**GIVEN INSTRUCTION 1:** Copy out the OpenDAL write-up below word for word, leaving nothing changed.

::: PASSAGE PROVIDED

Preface
At GreptimeDB, we utilize OpenDAL as our unified data access layer
. Recently, a colleague informed me that it took 10 seconds to execute a Copy From
statement to import an 800 KiB Parquet file from S3. After some investigation and reviewing related Reader
of OpenDAL documentation and its implementation (realizing we hadn't RTFSC 🥲), I document and briefly summarize our findings here.
Relevant OpenDAL source code Commit: 6980cd1
Understanding OpenDAL Source Code
Frankly speaking, it was only recently that I fully grasped the intricacies of the OpenDAL source code and its invocation relationships, after previously having only a partial understanding of it.
Starting with the Operator
All our IO operations revolve around the Operator
. Let's see how the Operator
is constructed. In main.rs
, we first create a file-system-based Backend Builder
; subsequently build it into an accessor
(implementing the Accessor
trait); and then pass this accessor
into OperatorBuilder::new
, finally calling finish.

::::::
::: ITEMS

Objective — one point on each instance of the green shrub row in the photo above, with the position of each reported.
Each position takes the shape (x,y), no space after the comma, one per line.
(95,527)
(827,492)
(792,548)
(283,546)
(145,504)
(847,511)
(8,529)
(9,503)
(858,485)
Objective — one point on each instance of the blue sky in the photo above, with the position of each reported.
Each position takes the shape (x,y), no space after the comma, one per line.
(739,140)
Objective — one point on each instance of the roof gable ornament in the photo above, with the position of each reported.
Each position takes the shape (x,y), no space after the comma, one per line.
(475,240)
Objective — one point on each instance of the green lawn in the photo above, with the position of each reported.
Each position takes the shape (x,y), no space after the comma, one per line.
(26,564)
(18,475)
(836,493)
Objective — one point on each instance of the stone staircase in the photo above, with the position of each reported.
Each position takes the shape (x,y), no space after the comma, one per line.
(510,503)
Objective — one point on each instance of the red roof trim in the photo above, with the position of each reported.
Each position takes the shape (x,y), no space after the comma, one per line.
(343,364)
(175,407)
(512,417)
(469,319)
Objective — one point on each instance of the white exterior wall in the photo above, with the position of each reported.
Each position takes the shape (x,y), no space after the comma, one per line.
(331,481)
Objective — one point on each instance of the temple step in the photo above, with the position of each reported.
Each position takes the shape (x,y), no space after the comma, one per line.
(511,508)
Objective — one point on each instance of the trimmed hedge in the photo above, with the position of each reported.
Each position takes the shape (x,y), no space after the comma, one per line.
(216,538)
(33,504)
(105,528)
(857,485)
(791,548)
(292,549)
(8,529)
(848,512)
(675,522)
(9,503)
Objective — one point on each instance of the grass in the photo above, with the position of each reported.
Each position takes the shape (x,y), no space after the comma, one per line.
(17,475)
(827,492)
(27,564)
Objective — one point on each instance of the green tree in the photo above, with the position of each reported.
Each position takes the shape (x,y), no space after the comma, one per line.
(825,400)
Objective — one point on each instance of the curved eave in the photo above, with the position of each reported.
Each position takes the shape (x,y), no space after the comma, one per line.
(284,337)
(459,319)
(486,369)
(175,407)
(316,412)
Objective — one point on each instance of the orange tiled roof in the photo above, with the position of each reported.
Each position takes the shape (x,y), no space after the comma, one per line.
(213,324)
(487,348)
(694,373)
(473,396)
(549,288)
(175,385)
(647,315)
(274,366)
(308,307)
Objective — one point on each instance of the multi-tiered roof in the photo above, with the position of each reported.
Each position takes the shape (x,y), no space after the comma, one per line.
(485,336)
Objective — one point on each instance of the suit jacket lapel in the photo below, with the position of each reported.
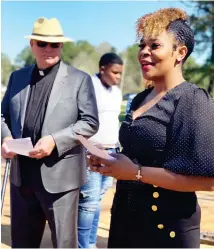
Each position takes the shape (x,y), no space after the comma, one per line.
(24,94)
(56,90)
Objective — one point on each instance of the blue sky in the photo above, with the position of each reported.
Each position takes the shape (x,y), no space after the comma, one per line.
(96,22)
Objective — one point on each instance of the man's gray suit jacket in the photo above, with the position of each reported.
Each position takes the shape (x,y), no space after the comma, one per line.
(71,110)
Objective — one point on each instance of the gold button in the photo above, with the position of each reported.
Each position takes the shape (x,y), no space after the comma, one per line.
(160,226)
(155,194)
(172,234)
(154,208)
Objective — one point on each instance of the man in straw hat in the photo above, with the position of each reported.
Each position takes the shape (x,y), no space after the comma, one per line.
(51,103)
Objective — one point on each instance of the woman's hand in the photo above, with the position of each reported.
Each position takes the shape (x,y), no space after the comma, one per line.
(122,168)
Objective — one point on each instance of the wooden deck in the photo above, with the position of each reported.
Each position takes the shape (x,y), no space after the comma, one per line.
(206,200)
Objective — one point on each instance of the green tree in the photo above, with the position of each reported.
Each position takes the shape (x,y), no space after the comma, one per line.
(202,21)
(6,68)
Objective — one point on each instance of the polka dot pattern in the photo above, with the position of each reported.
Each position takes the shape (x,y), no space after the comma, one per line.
(177,133)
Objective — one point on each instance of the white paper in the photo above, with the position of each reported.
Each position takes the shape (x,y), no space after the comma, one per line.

::::::

**GIVEN INSTRUCTION 2:** In the listing, begin at the line that has "Objective — one point on each instance of the polka" and stop after the listing's last line. Write those lines out again with "position" renamed to "location" wherever it occurs, and leave everything else untouched.

**TASK RESPONSE 1:**
Preface
At GreptimeDB, we utilize OpenDAL as our unified data access layer
. Recently, a colleague informed me that it took 10 seconds to execute a Copy From
statement to import an 800 KiB Parquet file from S3. After some investigation and reviewing related Reader
of OpenDAL documentation and its implementation (realizing we hadn't RTFSC 🥲), I document and briefly summarize our findings here.
Relevant OpenDAL source code Commit: 6980cd1
Understanding OpenDAL Source Code
Frankly speaking, it was only recently that I fully grasped the intricacies of the OpenDAL source code and its invocation relationships, after previously having only a partial understanding of it.
Starting with the Operator
All our IO operations revolve around the Operator
. Let's see how the Operator
is constructed. In main.rs
, we first create a file-system-based Backend Builder
; subsequently build it into an accessor
(implementing the Accessor
trait); and then pass this accessor
into OperatorBuilder::new
, finally calling finish.

**TASK RESPONSE 2:**
Objective — one point on each instance of the polka dot pattern in the photo above, with the location of each reported.
Each location takes the shape (x,y), no space after the comma, one per line.
(177,133)
Objective — one point on each instance of the white paper in the photo above, with the location of each reported.
Each location takes the shape (x,y), no space after the comma, one per line.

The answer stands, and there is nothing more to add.